■ **Job**:
Print, word for word, the passage of the bitcoin transaction transcript starting at "NEHA NARULA: Sure, yes." and ending at "in a moment.".

AUDIENCE: Yeah, I'm a little bit confused about the-- So you have one input that can generate several outputs?
NEHA NARULA: Yes.
AUDIENCE: Can you provide an example?
NEHA NARULA: Sure, yes. We'll get to that in a moment, actually. But maybe I could just draw one on the board. So you could certainly have a transaction that has multiple outputs. And so this input here would refer back to some previous transaction's outputs. And let's say that this was, for example, 20 bitcoin. Then this needs to consume 20 bitcoin. And it can spread that 20 bitcoin out in any way that it wants. And there are some details here that we're going to get to in a moment.
But basically, you have that 20 here. You could send five here, 10 here, five here. And each of these outputs would have its own scriptPubKey, its own rules for how to redeem it. And each output has its own amount. Yep.
TADGE DRYJA: It's also possible with multiple inputs [INAUDIBLE]
NEHA NARULA: Yes. Yes.

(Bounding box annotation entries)
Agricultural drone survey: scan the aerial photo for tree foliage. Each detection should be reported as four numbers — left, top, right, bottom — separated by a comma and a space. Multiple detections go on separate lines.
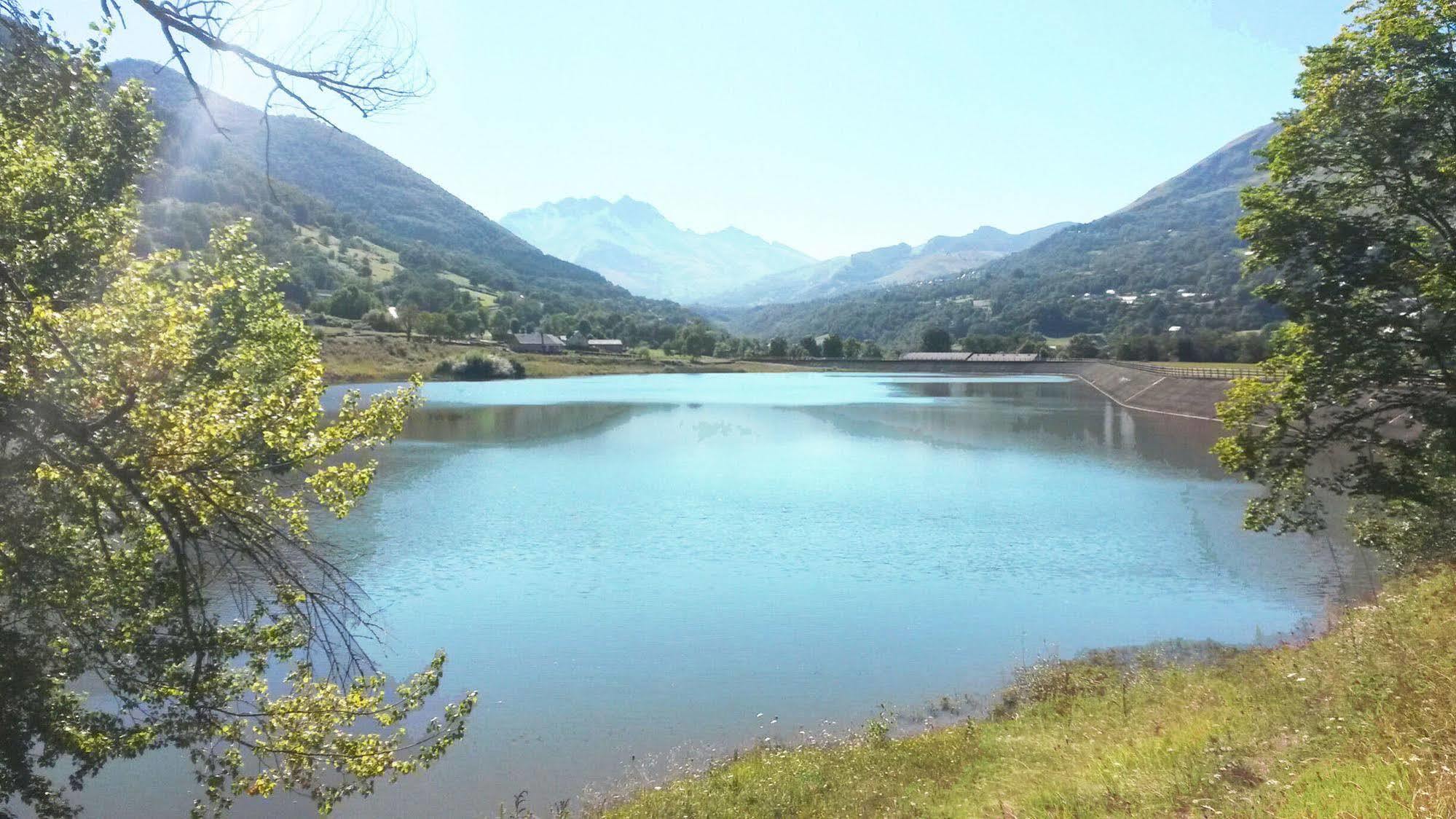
1217, 0, 1456, 554
0, 17, 475, 818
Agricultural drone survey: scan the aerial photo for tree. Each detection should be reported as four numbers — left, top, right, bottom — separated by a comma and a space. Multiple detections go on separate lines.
1067, 332, 1102, 358
920, 326, 951, 353
0, 26, 475, 818
1217, 0, 1456, 555
83, 0, 431, 125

■ **Exercise response**:
NEHA NARULA: Sure, yes. We'll get to that in a moment, actually. But maybe I could just draw one on the board. So you could certainly have a transaction that has multiple outputs. And so this input here would refer back to some previous transaction's outputs. And let's say that this was, for example, 20 bitcoin. Then this needs to consume 20 bitcoin. And it can spread that 20 bitcoin out in any way that it wants. And there are some details here that we're going to get to in a moment.